— What this task involves —
Your task is to copy every line of the records below that contains "hand".
● ● ● ●
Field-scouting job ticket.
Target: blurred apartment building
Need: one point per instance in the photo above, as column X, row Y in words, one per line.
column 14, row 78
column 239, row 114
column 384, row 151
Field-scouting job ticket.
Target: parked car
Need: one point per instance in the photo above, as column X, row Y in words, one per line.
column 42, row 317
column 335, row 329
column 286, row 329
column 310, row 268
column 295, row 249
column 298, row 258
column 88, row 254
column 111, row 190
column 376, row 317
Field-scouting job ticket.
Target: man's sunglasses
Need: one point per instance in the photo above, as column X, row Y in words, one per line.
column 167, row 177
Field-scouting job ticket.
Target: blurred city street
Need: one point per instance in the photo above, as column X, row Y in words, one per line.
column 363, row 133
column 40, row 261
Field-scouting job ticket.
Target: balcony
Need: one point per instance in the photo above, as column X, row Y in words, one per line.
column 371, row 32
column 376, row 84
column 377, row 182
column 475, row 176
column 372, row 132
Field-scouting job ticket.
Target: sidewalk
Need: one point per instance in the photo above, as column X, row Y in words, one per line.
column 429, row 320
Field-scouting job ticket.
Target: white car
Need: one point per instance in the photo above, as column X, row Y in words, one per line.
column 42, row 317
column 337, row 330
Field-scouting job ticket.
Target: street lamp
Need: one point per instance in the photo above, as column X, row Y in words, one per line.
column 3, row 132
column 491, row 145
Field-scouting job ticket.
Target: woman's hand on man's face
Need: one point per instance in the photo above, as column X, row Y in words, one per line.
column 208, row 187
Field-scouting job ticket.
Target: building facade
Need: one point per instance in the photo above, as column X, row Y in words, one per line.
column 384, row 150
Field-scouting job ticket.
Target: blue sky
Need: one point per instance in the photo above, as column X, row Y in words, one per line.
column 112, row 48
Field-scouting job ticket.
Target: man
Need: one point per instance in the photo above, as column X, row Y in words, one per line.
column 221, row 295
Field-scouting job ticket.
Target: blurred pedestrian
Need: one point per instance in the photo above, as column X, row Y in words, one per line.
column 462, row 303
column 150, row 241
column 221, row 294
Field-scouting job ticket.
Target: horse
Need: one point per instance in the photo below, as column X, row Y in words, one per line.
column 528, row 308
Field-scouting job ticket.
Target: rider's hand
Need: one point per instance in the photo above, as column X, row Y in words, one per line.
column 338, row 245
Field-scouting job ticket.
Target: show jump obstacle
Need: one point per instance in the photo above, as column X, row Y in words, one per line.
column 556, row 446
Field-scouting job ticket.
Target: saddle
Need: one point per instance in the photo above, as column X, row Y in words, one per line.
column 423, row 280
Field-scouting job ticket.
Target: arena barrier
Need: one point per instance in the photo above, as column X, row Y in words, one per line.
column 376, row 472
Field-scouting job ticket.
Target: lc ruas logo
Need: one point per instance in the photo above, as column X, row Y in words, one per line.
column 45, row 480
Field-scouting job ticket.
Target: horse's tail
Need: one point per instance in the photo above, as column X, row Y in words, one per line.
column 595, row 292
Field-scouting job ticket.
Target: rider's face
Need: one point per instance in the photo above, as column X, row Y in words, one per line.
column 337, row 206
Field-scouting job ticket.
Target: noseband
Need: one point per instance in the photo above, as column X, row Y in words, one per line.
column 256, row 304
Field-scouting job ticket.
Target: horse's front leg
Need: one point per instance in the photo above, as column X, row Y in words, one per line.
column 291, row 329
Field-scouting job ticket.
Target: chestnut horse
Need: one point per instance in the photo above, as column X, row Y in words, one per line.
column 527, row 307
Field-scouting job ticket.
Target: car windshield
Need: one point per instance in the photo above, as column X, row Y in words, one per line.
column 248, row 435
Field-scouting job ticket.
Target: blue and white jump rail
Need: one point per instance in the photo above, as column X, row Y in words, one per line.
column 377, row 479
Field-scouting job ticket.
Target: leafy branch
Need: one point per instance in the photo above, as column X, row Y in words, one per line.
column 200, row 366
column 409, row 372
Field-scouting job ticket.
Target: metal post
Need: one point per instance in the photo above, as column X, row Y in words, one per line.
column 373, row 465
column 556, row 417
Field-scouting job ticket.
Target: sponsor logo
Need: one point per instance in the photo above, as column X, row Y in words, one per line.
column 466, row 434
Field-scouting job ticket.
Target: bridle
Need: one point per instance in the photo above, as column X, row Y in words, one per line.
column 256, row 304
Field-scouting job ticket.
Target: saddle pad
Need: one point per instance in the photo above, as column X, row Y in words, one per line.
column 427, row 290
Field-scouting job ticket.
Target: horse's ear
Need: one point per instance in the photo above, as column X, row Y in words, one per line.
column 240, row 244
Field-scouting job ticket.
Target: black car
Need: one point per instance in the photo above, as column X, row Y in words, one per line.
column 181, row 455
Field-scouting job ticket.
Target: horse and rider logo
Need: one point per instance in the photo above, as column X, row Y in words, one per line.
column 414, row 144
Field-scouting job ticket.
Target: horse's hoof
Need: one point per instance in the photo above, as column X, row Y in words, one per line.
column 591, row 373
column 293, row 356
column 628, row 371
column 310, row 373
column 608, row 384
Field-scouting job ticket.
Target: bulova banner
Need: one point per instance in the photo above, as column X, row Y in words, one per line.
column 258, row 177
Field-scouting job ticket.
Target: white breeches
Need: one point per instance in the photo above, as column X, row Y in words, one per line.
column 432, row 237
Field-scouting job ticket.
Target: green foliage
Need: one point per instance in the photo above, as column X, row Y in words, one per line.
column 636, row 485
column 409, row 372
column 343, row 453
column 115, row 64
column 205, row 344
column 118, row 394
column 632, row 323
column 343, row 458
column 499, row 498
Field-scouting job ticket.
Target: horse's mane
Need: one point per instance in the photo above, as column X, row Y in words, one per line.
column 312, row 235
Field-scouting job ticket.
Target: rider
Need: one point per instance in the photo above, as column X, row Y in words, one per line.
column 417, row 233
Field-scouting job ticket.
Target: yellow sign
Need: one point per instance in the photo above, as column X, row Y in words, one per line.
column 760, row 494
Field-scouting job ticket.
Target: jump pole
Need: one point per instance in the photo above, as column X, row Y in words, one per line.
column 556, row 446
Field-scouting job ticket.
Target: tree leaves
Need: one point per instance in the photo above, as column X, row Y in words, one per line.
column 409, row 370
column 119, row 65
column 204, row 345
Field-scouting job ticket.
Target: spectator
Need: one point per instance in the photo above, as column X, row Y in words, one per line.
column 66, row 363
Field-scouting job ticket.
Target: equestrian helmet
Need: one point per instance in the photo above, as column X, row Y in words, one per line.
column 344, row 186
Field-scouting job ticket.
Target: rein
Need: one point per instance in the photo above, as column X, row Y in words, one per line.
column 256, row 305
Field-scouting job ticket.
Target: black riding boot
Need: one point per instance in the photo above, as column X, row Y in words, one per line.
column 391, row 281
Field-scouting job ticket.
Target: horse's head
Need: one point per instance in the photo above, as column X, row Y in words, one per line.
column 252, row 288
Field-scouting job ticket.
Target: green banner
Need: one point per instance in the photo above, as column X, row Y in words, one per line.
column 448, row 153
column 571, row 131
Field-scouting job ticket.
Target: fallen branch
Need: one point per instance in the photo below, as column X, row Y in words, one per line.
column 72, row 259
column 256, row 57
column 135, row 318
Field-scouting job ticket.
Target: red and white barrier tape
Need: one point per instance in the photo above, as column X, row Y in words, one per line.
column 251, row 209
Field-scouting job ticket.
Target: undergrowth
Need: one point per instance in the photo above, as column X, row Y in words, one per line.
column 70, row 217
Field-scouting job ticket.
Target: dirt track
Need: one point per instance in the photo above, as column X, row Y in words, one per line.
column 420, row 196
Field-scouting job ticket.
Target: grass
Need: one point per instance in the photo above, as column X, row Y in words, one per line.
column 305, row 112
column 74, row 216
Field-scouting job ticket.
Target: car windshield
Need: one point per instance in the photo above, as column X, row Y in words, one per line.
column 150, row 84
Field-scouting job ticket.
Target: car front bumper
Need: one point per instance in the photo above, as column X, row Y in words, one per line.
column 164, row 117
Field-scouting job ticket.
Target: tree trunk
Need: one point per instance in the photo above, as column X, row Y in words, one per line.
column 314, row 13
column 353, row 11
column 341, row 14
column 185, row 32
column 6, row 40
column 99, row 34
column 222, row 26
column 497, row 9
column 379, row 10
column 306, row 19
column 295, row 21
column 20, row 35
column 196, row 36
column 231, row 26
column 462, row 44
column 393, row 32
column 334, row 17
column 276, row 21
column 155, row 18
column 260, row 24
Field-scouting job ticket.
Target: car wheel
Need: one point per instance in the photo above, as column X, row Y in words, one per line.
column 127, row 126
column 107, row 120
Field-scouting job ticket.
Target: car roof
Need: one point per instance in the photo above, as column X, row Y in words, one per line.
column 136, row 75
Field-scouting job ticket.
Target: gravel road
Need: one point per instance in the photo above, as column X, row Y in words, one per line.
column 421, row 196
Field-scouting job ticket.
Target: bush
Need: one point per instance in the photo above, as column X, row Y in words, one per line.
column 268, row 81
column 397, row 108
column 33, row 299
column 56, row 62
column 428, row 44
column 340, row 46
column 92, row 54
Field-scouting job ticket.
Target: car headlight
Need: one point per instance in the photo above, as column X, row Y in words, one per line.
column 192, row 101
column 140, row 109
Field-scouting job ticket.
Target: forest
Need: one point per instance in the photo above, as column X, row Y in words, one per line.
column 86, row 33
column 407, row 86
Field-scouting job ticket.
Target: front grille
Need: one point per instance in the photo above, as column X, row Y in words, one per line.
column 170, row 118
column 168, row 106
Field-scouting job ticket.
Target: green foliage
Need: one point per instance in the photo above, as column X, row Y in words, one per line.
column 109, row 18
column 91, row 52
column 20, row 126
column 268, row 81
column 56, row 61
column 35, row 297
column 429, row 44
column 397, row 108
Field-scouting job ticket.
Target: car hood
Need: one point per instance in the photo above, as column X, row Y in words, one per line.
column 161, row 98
● ● ● ●
— Task solution —
Target: woman's hand on man's face
Target: rider's hand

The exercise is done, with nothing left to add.